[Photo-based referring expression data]
[Start of section]
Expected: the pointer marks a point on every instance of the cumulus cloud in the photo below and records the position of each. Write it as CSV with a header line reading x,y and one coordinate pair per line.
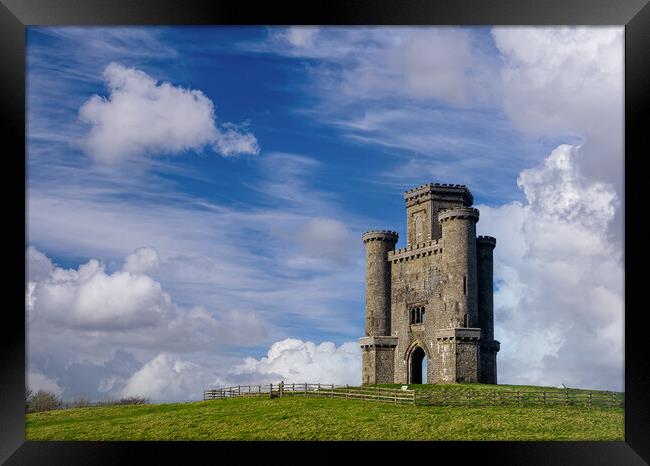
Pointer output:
x,y
298,36
568,81
144,117
323,242
169,377
559,278
89,299
442,64
296,361
37,381
92,299
141,261
166,377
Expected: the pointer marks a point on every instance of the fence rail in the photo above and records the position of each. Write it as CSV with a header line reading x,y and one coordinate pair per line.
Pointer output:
x,y
453,397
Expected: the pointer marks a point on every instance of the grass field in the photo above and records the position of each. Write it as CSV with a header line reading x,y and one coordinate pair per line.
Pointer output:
x,y
297,418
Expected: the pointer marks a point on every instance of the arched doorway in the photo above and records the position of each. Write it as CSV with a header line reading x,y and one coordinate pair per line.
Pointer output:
x,y
417,358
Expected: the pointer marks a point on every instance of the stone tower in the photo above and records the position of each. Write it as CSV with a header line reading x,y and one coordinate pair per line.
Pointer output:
x,y
433,299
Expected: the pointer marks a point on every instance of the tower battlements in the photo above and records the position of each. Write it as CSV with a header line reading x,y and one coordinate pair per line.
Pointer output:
x,y
441,192
432,298
380,235
464,212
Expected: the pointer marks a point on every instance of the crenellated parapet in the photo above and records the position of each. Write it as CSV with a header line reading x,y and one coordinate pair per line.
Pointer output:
x,y
486,241
463,212
380,235
413,252
440,192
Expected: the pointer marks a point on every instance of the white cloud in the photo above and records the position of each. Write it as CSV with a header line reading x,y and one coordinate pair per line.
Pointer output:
x,y
166,377
559,279
442,63
324,241
298,36
296,361
568,81
37,381
141,261
142,117
92,299
132,304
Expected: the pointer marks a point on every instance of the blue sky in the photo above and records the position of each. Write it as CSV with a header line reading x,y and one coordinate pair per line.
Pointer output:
x,y
207,188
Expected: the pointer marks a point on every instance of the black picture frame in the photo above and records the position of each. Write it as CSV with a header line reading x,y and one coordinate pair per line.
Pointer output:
x,y
15,15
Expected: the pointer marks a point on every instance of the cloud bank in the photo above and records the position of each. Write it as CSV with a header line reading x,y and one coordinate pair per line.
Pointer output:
x,y
141,117
559,279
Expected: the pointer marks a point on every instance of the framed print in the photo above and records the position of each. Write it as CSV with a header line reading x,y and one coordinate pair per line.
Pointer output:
x,y
348,226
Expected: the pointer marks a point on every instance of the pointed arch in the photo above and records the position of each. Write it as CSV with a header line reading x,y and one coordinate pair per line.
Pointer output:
x,y
416,353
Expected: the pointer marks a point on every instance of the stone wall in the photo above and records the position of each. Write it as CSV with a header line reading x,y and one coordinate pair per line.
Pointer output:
x,y
443,270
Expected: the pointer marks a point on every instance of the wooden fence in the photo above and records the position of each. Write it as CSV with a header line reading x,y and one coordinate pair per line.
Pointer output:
x,y
453,397
377,394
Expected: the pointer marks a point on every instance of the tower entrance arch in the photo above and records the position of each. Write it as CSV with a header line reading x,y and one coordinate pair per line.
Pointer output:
x,y
417,365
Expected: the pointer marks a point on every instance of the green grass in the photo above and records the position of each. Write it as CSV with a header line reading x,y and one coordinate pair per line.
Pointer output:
x,y
298,418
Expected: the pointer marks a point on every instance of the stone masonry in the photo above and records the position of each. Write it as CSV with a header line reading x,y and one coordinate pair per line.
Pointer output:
x,y
432,299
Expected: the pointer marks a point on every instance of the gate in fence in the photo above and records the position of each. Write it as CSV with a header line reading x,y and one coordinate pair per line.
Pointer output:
x,y
451,397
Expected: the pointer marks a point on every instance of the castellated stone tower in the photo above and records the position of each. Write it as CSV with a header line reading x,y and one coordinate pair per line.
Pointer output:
x,y
432,299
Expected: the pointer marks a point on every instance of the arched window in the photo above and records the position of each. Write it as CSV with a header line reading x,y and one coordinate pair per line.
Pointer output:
x,y
416,314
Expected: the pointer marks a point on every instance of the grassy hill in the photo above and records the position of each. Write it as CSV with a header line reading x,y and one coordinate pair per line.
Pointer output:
x,y
298,418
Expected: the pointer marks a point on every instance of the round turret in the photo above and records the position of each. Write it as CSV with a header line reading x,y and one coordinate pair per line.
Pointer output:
x,y
378,244
484,247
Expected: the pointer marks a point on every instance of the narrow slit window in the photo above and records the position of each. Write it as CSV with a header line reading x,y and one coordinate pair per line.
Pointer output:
x,y
416,314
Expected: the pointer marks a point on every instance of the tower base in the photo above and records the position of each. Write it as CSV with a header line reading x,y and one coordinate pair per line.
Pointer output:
x,y
489,349
456,358
378,359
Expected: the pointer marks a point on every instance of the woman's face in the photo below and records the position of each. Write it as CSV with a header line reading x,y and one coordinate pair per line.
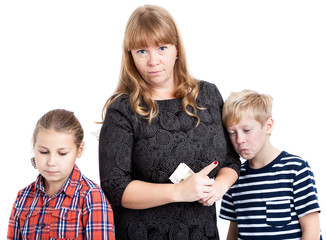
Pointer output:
x,y
155,64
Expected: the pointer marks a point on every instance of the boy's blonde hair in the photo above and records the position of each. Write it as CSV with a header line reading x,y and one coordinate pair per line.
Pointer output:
x,y
247,103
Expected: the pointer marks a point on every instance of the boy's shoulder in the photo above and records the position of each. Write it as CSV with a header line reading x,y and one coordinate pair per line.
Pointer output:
x,y
285,161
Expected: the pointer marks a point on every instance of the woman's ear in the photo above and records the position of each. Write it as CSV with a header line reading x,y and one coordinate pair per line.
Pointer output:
x,y
80,149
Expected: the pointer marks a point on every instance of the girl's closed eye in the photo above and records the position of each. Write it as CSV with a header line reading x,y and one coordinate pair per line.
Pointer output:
x,y
142,52
231,132
162,48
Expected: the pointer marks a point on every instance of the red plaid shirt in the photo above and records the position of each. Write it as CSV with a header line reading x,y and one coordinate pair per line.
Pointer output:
x,y
79,210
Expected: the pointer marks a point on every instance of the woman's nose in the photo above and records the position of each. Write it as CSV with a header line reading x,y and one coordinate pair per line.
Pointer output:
x,y
154,58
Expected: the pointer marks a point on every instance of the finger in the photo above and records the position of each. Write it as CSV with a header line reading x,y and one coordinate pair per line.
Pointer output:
x,y
206,170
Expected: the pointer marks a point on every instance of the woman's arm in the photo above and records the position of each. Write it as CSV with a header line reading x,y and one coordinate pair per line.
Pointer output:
x,y
141,195
310,226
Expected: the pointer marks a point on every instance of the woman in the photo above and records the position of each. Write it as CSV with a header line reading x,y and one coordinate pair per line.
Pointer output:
x,y
158,118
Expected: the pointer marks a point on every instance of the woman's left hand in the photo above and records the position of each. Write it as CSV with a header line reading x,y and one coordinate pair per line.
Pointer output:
x,y
225,178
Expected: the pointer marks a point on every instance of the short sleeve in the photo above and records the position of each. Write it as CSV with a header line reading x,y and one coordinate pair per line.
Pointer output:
x,y
304,191
115,150
97,216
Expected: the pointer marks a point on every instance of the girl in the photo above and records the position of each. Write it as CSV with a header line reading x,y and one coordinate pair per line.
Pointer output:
x,y
61,203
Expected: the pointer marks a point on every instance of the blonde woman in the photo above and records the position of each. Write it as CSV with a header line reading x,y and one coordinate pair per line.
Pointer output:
x,y
159,117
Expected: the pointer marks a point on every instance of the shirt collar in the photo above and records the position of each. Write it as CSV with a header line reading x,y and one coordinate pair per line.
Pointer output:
x,y
69,187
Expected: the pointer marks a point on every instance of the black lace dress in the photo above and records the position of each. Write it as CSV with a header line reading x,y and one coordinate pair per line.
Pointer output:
x,y
130,148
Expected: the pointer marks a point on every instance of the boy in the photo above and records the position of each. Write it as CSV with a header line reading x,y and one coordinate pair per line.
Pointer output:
x,y
275,196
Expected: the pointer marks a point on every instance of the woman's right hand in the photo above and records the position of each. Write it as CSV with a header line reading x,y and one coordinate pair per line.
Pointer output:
x,y
197,186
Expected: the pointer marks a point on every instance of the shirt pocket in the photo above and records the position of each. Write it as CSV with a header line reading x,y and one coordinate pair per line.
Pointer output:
x,y
278,213
28,222
65,223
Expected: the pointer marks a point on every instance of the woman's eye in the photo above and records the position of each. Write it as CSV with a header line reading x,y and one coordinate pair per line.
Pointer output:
x,y
141,51
163,48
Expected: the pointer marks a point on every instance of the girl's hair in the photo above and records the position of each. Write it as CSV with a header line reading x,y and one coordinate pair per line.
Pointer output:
x,y
62,121
247,103
153,25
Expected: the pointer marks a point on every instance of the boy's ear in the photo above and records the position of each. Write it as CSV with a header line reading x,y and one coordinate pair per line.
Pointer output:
x,y
269,126
80,149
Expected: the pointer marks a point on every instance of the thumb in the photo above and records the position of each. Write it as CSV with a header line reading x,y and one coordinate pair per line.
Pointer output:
x,y
206,170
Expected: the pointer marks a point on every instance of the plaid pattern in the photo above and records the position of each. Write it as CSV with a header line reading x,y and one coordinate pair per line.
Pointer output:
x,y
79,210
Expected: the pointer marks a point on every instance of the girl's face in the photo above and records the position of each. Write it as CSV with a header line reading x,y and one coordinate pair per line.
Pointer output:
x,y
55,156
155,64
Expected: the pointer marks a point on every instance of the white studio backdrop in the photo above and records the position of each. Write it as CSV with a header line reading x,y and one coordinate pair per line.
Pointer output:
x,y
67,54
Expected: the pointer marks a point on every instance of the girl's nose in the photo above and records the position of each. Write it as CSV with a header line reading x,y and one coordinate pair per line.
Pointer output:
x,y
154,58
51,161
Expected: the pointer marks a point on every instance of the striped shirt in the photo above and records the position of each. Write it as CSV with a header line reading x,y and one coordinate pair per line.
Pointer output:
x,y
79,210
267,203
[End of section]
[Task details] Go through the entries and report every line with the string "plaid".

[Completed task]
Expected: the pointer marks a point on every instance of the red plaid shirt in the photo above and records the position of each. Write it as CSV with a header line reading x,y and one coordinate pair per line.
Expected: the pointer marks a point on every instance of the plaid pattern in the photo above and records the position of each. Write it as CSV with a header line reading x,y and one coordinate pair per line.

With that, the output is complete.